— What the task asks —
Scan the records for "house". Report each line that includes it.

— Material shown —
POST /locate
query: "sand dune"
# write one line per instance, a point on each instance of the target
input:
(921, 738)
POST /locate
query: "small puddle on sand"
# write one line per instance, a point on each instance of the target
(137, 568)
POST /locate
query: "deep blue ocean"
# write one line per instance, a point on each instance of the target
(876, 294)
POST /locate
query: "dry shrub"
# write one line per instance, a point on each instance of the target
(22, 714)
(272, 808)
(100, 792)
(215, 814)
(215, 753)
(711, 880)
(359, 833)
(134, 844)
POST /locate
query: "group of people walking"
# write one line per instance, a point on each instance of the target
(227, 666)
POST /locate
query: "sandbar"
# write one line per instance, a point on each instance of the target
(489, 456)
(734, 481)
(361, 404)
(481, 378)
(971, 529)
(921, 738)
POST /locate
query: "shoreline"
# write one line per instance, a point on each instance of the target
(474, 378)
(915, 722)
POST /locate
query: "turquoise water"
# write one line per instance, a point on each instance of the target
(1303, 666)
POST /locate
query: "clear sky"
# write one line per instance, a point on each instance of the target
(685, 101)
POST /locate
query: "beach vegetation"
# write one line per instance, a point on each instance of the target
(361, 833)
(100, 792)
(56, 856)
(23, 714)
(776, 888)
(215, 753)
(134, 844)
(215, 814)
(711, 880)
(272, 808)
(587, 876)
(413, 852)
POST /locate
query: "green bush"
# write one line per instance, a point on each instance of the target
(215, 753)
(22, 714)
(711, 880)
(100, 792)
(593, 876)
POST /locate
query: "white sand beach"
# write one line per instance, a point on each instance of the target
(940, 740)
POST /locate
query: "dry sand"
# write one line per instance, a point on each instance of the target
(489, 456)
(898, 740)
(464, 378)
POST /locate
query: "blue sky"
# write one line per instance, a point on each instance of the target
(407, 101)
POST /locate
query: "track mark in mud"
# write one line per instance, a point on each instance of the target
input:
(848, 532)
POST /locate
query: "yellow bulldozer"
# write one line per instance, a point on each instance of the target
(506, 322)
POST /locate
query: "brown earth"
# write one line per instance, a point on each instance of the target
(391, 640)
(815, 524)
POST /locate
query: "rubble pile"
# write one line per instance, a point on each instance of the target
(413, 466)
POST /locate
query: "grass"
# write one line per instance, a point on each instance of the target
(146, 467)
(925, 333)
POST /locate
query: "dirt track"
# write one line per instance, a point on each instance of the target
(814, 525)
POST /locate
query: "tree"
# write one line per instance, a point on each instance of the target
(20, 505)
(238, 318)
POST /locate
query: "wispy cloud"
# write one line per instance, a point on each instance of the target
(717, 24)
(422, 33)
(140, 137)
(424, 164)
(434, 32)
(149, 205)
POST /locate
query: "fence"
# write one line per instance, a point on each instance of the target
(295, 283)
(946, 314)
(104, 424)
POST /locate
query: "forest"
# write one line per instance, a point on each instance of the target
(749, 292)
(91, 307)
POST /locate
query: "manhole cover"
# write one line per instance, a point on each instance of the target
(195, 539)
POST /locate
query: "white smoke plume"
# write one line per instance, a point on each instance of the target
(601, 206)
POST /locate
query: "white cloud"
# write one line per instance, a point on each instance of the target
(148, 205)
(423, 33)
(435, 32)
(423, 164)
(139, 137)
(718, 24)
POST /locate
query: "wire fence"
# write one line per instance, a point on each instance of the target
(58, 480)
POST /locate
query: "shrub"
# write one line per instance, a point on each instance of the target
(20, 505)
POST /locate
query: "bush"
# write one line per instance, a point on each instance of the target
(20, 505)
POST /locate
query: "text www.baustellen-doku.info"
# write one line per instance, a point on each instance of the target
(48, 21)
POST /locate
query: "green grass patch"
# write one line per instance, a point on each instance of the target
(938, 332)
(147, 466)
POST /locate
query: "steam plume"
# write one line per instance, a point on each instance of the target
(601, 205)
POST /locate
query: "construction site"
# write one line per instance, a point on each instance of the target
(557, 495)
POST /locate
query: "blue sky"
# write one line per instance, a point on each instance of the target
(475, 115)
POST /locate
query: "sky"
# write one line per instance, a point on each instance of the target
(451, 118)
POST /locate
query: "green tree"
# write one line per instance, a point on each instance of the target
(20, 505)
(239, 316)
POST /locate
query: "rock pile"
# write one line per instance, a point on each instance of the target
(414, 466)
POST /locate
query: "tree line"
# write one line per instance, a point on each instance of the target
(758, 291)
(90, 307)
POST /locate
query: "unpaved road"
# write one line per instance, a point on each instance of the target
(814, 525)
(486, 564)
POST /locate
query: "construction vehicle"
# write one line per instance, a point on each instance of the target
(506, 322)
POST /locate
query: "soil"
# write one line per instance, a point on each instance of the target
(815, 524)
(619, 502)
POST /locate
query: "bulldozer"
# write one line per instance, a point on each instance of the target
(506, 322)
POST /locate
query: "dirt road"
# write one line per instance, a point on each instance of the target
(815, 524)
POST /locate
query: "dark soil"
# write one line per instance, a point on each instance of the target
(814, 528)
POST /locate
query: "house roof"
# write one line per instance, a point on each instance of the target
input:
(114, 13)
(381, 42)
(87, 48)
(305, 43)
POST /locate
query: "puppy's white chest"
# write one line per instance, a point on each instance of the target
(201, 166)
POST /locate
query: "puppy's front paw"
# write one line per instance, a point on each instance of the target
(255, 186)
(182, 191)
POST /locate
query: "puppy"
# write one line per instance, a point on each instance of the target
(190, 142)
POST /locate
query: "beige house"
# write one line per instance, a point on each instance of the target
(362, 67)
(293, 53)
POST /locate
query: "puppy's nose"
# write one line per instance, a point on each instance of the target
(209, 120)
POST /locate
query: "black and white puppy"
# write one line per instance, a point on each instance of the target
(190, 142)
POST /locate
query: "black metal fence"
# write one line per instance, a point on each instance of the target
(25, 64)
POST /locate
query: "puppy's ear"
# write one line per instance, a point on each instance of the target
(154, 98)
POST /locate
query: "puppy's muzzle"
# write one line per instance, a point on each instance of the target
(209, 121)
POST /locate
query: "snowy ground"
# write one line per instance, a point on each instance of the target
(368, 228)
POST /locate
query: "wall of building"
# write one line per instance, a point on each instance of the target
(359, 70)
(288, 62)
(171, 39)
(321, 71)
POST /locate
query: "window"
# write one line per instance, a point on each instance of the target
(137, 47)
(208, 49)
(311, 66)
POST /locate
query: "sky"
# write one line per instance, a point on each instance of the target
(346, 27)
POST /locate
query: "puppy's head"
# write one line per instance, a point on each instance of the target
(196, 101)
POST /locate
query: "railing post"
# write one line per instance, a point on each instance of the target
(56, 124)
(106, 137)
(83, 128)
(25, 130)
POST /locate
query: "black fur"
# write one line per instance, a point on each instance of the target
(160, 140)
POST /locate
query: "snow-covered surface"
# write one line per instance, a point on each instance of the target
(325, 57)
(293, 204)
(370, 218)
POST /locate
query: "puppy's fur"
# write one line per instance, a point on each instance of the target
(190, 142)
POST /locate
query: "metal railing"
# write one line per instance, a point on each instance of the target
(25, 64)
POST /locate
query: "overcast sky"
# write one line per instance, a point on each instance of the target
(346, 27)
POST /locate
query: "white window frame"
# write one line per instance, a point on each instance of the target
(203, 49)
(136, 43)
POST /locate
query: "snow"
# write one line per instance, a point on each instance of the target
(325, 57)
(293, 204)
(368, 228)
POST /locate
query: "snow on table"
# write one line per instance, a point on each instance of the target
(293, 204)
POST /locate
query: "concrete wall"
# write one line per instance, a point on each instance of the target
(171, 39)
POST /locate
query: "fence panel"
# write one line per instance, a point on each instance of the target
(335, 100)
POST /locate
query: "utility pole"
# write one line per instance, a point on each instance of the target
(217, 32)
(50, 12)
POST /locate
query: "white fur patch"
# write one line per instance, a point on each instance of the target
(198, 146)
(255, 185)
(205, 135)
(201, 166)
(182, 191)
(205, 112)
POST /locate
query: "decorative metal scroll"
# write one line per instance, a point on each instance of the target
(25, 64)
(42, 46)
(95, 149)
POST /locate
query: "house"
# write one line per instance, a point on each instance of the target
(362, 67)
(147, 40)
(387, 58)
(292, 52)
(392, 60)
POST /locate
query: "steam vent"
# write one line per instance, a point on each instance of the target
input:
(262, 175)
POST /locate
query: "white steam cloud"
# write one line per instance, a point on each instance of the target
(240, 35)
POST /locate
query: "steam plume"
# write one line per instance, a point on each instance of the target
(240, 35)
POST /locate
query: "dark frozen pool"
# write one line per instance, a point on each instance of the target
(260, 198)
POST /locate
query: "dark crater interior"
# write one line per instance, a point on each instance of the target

— Solution to this task —
query: "house roof"
query: "beige house"
query: "house"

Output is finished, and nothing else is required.